──────── Input for this task ────────

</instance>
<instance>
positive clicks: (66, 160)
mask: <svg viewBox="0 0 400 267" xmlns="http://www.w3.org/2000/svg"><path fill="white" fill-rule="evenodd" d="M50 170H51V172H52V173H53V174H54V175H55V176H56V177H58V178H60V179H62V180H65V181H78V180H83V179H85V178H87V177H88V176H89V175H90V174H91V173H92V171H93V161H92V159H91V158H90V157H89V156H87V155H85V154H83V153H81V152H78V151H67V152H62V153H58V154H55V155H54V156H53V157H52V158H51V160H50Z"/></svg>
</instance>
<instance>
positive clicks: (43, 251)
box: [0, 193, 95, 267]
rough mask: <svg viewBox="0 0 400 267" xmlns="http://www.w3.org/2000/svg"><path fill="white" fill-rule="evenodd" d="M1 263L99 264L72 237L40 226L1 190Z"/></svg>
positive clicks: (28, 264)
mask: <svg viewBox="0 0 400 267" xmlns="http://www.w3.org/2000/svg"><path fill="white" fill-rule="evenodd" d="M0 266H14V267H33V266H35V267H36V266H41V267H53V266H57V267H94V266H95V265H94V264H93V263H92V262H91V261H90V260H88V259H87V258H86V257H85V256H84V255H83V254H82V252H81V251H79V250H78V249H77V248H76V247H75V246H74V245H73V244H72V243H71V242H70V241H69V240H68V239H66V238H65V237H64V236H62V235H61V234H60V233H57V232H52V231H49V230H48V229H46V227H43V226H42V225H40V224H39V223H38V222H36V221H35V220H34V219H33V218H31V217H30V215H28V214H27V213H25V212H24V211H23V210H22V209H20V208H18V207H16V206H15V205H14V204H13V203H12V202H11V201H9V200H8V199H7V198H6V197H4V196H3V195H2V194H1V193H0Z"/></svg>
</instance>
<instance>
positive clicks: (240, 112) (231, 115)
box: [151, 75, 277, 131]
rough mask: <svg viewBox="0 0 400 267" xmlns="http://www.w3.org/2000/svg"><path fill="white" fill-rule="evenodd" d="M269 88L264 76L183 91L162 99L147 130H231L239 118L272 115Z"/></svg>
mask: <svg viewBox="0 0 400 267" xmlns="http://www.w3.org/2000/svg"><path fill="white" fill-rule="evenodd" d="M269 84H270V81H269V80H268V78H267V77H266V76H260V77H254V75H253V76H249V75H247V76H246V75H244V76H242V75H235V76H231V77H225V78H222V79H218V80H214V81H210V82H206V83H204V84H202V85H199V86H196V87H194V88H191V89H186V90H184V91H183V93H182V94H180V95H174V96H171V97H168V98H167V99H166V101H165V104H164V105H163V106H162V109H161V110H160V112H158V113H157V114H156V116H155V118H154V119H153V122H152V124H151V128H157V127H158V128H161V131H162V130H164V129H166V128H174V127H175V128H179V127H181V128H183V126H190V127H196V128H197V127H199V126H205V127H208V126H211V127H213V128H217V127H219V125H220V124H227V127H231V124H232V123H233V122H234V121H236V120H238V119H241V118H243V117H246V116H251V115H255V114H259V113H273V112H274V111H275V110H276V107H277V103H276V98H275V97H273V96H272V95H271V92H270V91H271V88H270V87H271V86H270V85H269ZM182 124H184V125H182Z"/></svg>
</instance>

────────
──────── Input for this task ────────

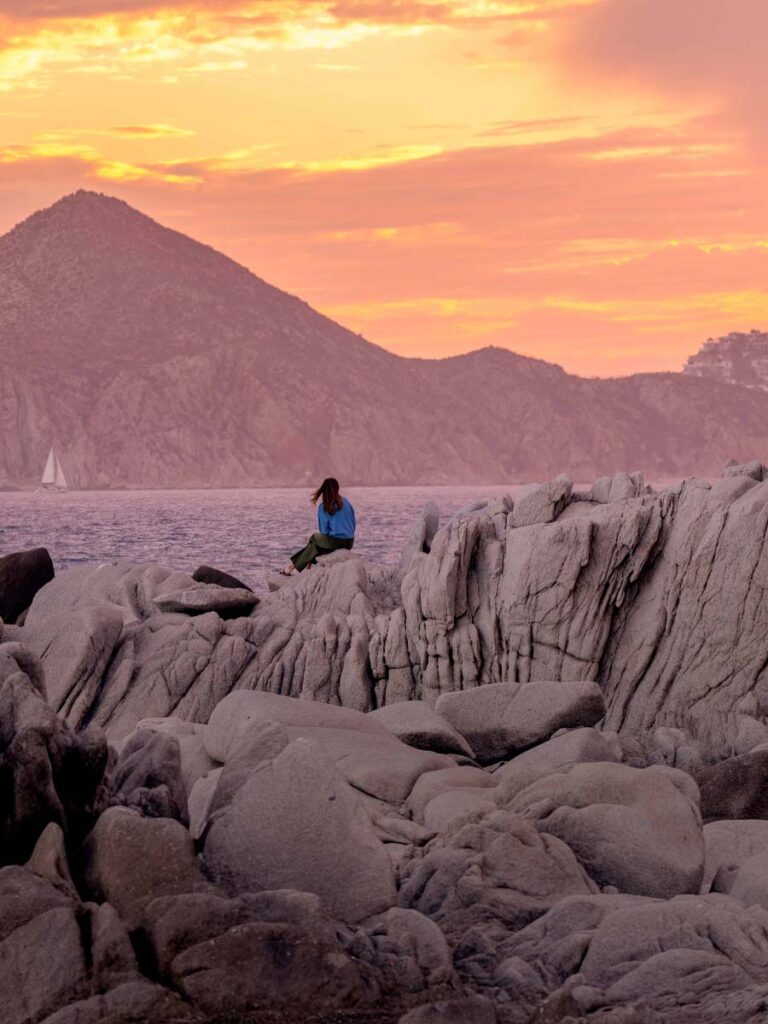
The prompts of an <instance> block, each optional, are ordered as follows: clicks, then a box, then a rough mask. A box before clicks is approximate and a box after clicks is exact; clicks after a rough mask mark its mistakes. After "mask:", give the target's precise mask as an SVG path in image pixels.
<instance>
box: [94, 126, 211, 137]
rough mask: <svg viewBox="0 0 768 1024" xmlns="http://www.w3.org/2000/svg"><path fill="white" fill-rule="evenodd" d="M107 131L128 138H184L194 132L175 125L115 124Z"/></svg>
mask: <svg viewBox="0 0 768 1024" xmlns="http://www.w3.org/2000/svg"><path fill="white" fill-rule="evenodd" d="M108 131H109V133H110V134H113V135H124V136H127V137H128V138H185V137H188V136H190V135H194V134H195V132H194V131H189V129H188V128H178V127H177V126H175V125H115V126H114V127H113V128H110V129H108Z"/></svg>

────────

▶ To do: Write out exactly the lines above between the line with "box: [0, 193, 95, 267]" and the line with "263L99 264L72 237L40", inclusive, and nothing beyond them.

▶ Worked solution:
box: [0, 193, 95, 267]
rough mask: <svg viewBox="0 0 400 267" xmlns="http://www.w3.org/2000/svg"><path fill="white" fill-rule="evenodd" d="M1 263L99 264L72 237L40 226L1 190Z"/></svg>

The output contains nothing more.